INPUT FOR THIS TASK.
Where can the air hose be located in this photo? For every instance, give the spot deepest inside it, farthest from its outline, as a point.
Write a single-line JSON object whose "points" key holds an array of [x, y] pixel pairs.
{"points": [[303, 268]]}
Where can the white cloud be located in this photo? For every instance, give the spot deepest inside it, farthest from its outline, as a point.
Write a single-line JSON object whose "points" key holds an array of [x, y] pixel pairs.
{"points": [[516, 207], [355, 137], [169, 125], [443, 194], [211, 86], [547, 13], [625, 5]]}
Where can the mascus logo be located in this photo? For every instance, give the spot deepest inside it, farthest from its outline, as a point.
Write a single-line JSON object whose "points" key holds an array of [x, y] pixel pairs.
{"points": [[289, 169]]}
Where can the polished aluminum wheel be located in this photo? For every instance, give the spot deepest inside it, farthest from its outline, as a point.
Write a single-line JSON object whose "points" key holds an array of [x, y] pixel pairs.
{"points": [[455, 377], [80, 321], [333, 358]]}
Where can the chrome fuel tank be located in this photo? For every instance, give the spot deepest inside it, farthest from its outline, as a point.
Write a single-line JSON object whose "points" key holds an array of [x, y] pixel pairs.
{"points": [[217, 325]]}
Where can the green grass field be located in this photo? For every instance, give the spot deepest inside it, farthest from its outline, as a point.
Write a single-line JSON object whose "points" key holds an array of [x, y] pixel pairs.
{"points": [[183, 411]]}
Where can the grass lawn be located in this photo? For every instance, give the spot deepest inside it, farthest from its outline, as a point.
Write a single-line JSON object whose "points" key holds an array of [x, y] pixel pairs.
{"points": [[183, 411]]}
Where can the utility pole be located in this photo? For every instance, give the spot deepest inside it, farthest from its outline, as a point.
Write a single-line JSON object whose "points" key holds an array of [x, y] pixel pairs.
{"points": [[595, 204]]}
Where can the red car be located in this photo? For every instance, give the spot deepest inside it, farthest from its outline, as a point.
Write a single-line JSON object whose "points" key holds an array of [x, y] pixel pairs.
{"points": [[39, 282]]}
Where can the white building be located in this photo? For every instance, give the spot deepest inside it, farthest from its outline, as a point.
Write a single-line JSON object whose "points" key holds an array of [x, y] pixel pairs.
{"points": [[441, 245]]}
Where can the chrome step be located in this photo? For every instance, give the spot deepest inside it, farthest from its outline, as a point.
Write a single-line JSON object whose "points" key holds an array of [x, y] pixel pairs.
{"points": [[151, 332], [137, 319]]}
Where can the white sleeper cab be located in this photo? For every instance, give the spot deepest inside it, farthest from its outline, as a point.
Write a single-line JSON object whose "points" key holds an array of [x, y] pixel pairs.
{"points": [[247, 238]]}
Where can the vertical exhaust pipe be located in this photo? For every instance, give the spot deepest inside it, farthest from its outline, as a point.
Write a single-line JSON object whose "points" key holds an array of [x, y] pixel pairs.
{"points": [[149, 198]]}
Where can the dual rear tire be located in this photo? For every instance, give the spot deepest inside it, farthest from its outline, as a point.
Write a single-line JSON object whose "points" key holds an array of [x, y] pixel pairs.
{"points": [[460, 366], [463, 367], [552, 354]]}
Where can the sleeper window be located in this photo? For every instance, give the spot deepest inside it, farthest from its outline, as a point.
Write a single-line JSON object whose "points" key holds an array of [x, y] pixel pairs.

YOUR ASSIGNMENT.
For the material above, produce a word-for-word copy.

WRITTEN SOLUTION.
Where can the air hose be located in this photo? For every instance, give the spot deepest inside it, farthest from its outline, as a point.
Write a single-line JSON object whose "points" key holds an array of [x, y] pixel pairs.
{"points": [[303, 268]]}
Where can the white cloud be located in this photo? For every instance, give the spot deepest inside it, farthest from its outline, as a point.
Write a single-line JSON object whose "points" key holds an array of [x, y] pixel pairs.
{"points": [[516, 207], [355, 137], [169, 125], [443, 194], [211, 86], [547, 13], [625, 5]]}
Where can the mascus logo be located in this photo? For every instance, give the spot deepest inside it, farthest from its outline, as a point.
Write a single-line JSON object whose "points" key holds an array of [x, y] pixel pairs.
{"points": [[289, 169]]}
Where can the polished aluminum wheel be located in this photo? For every instance, give the spot deepest inside it, farthest from its outline, as a point.
Write a single-line JSON object whose "points" key holds an array of [x, y] pixel pairs.
{"points": [[455, 377], [80, 321], [333, 358]]}
Where can the chrome fuel tank be located in this photo? For every instance, give the spot deepest inside it, farthest from its outline, as a point.
Write a single-line JSON object whose "points" key holds an array of [x, y] pixel pairs.
{"points": [[217, 325]]}
Where can the green grass field be located in this photo? For every instance, give the spot deepest inside it, farthest from its outline, as a point.
Write a single-line JSON object whose "points" key holds an array of [x, y] pixel pairs.
{"points": [[183, 411]]}
Where can the grass lawn be located in this photo? For every instance, give the spot deepest inside it, farthest from its outline, as a point.
Write a single-line JSON object whose "points" key holds an array of [x, y] pixel pairs.
{"points": [[183, 411]]}
Where can the utility pole be located in this photo? For every instance, give the spot deepest inside it, farthest from its outline, as a point.
Write a single-line JSON object whose "points" key holds an array of [x, y] pixel pairs.
{"points": [[595, 204]]}
Where can the red car be located in this photo? For every instance, give the spot deepest inside it, farthest from its outline, as a point.
Write a single-line JSON object whose "points" key holds an array of [x, y] pixel pairs.
{"points": [[39, 282]]}
Where can the white building be located in this photo? For every instance, give the spot deepest inside it, farthest from its outline, as a point.
Write a single-line JSON object whose "points" key holds an array of [x, y] pixel pairs.
{"points": [[441, 245]]}
Where can the chrome step be located in this photo? For every instance, give the spot deepest inside it, farthest from its outline, as a point.
Write a single-line JSON object whose "points" key holds an array of [x, y] pixel pairs.
{"points": [[151, 332], [137, 319]]}
Where can the white sleeper cab be located in this photo? For every instance, give the spot deepest inside it, farthest from its outline, as a point.
Write a single-line JSON object whose "points" key holds an array of [x, y] pixel pairs.
{"points": [[247, 238]]}
Where can the vertical exhaust pipe be located in this photo? For every instance, give the spot deepest inside it, farthest from its outline, as a point.
Write a single-line JSON object whose "points" key holds an array of [x, y] pixel pairs.
{"points": [[149, 198]]}
Where can the dual rear tire be located in this photo? For every instance, give the spot deepest inside it, farthest from its outline, as a point.
Write a single-line JSON object whose "points" key holds an array of [x, y] pixel pairs.
{"points": [[460, 366], [463, 367], [552, 354]]}
Where can the sleeper window be located in this photo? For every instance, give the spot deepest inside it, farthest from its outline, as a point.
Write a single-line JSON object whose "points" key holds an array of [x, y] pixel pairs.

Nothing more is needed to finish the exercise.